◆ **Task instructions**: Pick out every line of the entries below where "list" occurs, and copy those lines.

◆ **Excerpted records**:
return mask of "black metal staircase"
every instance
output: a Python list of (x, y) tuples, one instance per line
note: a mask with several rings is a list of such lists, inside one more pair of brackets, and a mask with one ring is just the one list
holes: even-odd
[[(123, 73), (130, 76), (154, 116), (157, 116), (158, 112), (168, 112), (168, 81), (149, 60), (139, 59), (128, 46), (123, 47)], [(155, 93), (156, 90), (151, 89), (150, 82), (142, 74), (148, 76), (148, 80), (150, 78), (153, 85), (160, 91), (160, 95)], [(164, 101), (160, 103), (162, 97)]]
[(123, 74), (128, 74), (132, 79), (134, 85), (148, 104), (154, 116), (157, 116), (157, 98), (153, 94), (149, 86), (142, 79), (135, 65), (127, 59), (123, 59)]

◆ **Worked solution**:
output: a Python list of (x, y) tuples, one instance per line
note: a mask with several rings is a list of such lists, inside one more pair of brackets, and a mask with one ring is just the one list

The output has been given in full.